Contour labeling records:
## Start

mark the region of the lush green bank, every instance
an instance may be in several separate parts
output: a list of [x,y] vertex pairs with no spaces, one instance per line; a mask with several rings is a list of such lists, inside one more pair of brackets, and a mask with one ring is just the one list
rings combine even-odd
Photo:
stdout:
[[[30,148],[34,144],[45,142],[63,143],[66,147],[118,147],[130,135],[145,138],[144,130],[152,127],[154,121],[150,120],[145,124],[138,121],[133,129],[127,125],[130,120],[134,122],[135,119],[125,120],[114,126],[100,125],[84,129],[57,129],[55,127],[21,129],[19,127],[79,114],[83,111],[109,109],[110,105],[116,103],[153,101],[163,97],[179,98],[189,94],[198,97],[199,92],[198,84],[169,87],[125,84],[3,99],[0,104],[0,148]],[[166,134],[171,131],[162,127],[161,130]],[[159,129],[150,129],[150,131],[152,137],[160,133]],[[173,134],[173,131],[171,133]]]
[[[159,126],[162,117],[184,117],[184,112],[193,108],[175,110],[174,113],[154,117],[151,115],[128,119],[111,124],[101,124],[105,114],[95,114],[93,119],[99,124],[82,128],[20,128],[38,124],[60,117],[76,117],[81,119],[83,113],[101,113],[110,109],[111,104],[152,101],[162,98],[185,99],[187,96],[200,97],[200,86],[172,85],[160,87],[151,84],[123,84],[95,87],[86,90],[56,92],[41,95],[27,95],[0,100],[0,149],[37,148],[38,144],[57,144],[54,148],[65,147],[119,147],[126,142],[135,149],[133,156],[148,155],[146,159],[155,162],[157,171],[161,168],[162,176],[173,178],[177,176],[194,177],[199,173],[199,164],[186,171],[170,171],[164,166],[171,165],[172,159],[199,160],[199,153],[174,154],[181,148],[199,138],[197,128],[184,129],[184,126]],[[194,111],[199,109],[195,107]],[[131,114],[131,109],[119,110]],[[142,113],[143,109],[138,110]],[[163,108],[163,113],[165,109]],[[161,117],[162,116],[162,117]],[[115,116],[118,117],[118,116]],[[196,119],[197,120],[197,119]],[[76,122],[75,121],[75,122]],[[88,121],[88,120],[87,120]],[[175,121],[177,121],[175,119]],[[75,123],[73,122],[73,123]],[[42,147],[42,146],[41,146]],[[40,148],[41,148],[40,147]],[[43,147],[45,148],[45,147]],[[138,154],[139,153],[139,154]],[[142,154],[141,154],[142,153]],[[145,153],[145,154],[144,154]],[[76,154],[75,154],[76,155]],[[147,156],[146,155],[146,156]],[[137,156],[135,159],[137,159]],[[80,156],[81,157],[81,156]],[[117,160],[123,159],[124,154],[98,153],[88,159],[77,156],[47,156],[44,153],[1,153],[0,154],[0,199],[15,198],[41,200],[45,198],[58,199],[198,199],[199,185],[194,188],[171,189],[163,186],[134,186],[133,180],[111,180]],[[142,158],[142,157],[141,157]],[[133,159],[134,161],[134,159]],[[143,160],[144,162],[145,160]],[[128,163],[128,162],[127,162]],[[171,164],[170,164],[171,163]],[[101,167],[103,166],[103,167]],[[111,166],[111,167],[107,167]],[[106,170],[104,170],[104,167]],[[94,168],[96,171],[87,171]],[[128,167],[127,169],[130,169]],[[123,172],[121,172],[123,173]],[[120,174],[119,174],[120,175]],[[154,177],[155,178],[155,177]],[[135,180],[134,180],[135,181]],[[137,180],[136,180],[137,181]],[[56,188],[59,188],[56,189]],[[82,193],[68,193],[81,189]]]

## End

# What you should do:
Extract each line of the records above that contains the word "instance". Reproduce those lines in their original order.

# Written reply:
mark the region of the lush green bank, every instance
an instance may be in several separate parts
output: a list of [x,y] vertex pairs with no spaces, one instance per line; a mask with several rings is a list of such lists, inside one more pair of brackets, and a mask with one ring is just the one list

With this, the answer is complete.